Required tasks:
(1) In the article on hiring bias, copy the passage from "Some of the" up to and including "type of experience." word for word.
(2) According to the article on hiring bias, what GPA did a white man need, on average in STEM hiring, to receive the same rating as a female or minority candidate with a 4.0 GPA?

Exercise passage:
________________

That measure, on its own, is not a perfect measure of true candidate preference because employers may be reluctant to pursue candidates who will be unlikely to accept a position. "Call-back rates may conflate an employer's interest in a candidate with the employer's expectation that the candidate would accept a job if offered one," Low said.

For example, according to research on resume selection studies, employers tend to call back recently unemployed candidates more than candidates who currently have jobs, she said. "I doubt the employers really want unemployed candidates more. Rather, it's about who they think is available and isn't going to be a dead-end."

[SHRM members-only toolkit: Interviewing Candidates for Employment]

Study Results

The results of the study were illuminating. Overall, participating employers were not found to be more or less interested in female and minority candidates, but evidence of discrimination against white women and minority men was found among employers looking to hire candidates with science, technology, engineering and mathematics (STEM) majors, Kessler said. "In addition, employers report that white female candidates are less likely to accept job offers than their white male counterparts, suggesting a novel channel for discrimination."

Some of the highlights of the study include:

  • Companies hiring for STEM roles rated candidates with female and minority names lower than candidates with white male names. On average, a female or minority candidate with a 4.0 GPA received the same rating as a white man with a 3.75 GPA. On average, there was no disparity found in race and gender when employers were recruiting among students in the humanities, social sciences and business fields, leading the authors to attribute the results to unconscious, or implicit, bias when hiring for STEM roles.
  • Employers placed significant value on the quality of the internships candidates held prior to their senior year in college. Low noted that firms indicated that they would choose a candidate with a 3.6 GPA and a prestigious internship over a candidate with a 4.0 who didn't have that type of experience.
  • Female and minority candidates received less credit for prestigious internships in all fields. "It was quite a big effect," Low said. "Women and minorities only got about half the boost that a white man would have. One possible mechanism for this effect is that employers believe that other employers exhibit positive preferences for diversity, and so having a prestigious internship is a less strong signal of quality if one is from an underrepresented group."
  • Employers generally rated female and minority candidates lower in "get-ability," meaning they believed those candidates were less likely to accept a job offer. "Perhaps due to the prevalence of diversity initiatives, employers expect that desirable minority and female candidates will receive many offers from competing firms and thus will be less likely to accept any given offer," Low said. Or, employers may see female and minority candidates as less likely to fit in the culture of the firm, making these candidates less likely to accept an offer, she added.

________________

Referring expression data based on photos
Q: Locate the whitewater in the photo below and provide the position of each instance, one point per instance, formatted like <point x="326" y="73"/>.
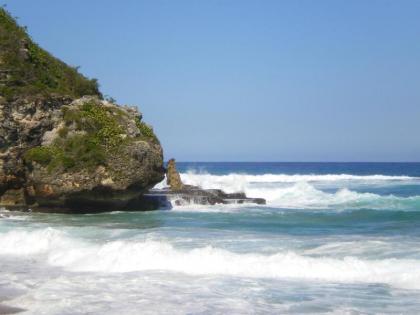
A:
<point x="332" y="239"/>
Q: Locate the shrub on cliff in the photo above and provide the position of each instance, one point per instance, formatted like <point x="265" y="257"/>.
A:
<point x="28" y="70"/>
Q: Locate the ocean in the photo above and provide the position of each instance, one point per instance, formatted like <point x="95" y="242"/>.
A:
<point x="333" y="238"/>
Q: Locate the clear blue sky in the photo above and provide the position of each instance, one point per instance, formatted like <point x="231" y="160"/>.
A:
<point x="251" y="80"/>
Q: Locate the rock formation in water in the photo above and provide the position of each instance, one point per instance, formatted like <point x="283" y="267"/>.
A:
<point x="59" y="148"/>
<point x="180" y="194"/>
<point x="173" y="179"/>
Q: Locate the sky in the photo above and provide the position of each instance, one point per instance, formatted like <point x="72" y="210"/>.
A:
<point x="250" y="80"/>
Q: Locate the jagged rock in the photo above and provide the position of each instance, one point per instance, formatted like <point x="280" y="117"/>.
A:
<point x="194" y="195"/>
<point x="173" y="179"/>
<point x="88" y="153"/>
<point x="60" y="149"/>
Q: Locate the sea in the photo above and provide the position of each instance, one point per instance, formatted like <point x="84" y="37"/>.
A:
<point x="333" y="238"/>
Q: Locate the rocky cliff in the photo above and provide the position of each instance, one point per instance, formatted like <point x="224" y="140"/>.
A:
<point x="62" y="147"/>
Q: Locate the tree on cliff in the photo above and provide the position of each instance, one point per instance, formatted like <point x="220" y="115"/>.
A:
<point x="27" y="70"/>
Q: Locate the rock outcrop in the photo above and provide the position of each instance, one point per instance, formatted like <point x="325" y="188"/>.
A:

________________

Results by task:
(1)
Some of the highlights of the study include:

  • Companies hiring for STEM roles rated candidates with female and minority names lower than candidates with white male names. On average, a female or minority candidate with a 4.0 GPA received the same rating as a white man with a 3.75 GPA. On average, there was no disparity found in race and gender when employers were recruiting among students in the humanities, social sciences and business fields, leading the authors to attribute the results to unconscious, or implicit, bias when hiring for STEM roles.
  • Employers placed significant value on the quality of the internships candidates held prior to their senior year in college. Low noted that firms indicated that they would choose a candidate with a 3.6 GPA and a prestigious internship over a candidate with a 4.0 who didn't have that type of experience.

(2) A 3.75 GPA.